Start of Document segment

It’s a temporary problem, isn’t it?
As a totally non-developer, but from what I read, software development is in the front line of AI-algorithm automatable occupations.
Don’t blame ‘coarsening’ of perks on ignorant bean-counters - it’s surely a measure of a dying need?
Along with the managers and the bean counters actually, if that’s any consolation.
And soon enough Zuckerberg and Thiel will be automated too.
My friends say AI will replace it too, but I have doubts. Developing is creative, one of the things humans excel at vs AI
Not really. The lowest-level coding jobs are going to be automated away, but not by AI so much as just better tools, in much the same way CAD software has removed the a lot of the need for drafters. The high-quality developer jobs are more automation-resistant because, like most engineering jobs, they require creativity and interfacing between informal and formal systems which are skills that are the very hardest for an AI to work out. Not that it is impossible you understand, it’s just that the moment the AI can do that, the AI can do pretty much everything.
In general, automation is not as vast a threat as it is often played up to be. Most jobs can’t be automated to a level which would provide satisfactory service. The trick is that a few jobs can be, and those happen to be the jobs that a) millions hold and b) hold up the economy of the lowest-paid. Our society is ill-equipped to handle that and utterly incapable of doing so without cruelty to those so impacted. Were it a better society, the fact that we can free people of mechanical and miserable labor would be cause for celebration.
Not once you start passing 40 and have a family and life outside of work and stop working 80 hours a week, at night, weekends etc., have accumulated years of raises, and start bringing the health insurance pool average cost up, and are generally rather burned out (see 80 hours a week, nights, weekends, etc.). And are maybe also interested in sustainable long term maintainence, usability, and smart improvements rather than big splashy new products and rewrites and redesigns using the latest buzzwords. Then you get laid off so they can restructure and hire a new batch of young naive kids.
My gut is that that’s a comforting hope of insiders. Care workers could never be replaced by robots because they are the epitome of human empathy, but we hear it is happening in Japan and who doubts the incentives to make it spread and improve? Middle managers sympathised with the a) millions and b) lowest-paid whose jobs have been automated, only to find the robots coming for them too. It’s only hope and speculation that says AI will never automate right to the top of the tree - bankers, CEOs and entrepreneurs included.

End of Document segment

> [Required work]: Reproduce the part of the discussion of job automation starting at "It’s a temporary" and ending at "a dying need?". The data that follows comes from a different source than the discussion of job automation.

Start of Dataset

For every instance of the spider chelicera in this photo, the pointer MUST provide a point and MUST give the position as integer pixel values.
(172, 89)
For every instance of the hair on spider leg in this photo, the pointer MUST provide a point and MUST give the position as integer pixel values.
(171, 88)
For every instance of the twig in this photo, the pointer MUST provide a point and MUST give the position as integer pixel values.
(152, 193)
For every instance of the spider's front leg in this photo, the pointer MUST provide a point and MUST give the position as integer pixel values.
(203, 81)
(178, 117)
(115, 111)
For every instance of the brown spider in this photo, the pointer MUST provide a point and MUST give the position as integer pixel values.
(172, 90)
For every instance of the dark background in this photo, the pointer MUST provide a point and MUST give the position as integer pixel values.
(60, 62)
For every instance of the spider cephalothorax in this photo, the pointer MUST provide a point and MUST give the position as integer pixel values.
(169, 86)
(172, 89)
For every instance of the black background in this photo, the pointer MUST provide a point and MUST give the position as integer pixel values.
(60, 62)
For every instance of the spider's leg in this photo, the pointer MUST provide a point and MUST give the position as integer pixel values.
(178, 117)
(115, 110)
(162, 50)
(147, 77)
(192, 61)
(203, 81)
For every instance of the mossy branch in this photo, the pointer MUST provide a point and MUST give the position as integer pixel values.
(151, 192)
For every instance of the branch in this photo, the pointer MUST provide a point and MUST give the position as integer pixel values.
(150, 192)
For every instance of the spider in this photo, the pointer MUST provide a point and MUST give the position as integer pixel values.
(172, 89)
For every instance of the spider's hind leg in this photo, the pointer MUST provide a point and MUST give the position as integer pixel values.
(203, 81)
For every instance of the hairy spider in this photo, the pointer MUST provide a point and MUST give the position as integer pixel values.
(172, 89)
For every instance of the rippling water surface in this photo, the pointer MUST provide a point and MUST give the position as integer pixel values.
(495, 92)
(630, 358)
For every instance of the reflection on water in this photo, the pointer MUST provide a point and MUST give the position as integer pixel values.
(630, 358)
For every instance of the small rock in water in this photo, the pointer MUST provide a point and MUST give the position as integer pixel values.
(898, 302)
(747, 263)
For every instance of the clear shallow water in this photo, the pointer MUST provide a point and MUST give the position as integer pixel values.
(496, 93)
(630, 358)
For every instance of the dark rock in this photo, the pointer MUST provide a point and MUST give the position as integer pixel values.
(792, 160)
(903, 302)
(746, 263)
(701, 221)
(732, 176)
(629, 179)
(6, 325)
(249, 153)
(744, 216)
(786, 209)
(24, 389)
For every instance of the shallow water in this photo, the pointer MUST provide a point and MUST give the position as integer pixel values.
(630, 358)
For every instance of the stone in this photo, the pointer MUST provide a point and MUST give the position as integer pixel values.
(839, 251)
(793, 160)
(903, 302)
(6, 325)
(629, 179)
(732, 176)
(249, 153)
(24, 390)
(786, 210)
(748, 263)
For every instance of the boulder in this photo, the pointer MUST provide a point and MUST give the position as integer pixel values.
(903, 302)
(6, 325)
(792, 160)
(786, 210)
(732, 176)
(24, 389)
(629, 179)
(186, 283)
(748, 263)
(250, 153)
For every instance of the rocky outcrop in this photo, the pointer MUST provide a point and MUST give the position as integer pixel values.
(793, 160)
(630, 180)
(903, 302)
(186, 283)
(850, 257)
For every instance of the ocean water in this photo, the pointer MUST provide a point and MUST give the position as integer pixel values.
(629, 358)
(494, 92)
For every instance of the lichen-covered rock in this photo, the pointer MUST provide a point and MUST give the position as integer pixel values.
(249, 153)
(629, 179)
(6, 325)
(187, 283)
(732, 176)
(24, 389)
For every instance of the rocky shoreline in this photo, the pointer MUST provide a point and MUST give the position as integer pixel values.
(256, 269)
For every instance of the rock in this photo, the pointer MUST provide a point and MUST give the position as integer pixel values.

End of Dataset

> [Expected output]:
It’s a temporary problem, isn’t it?
As a totally non-developer, but from what I read, software development is in the front line of AI-algorithm automatable occupations.
Don’t blame ‘coarsening’ of perks on ignorant bean-counters - it’s surely a measure of a dying need?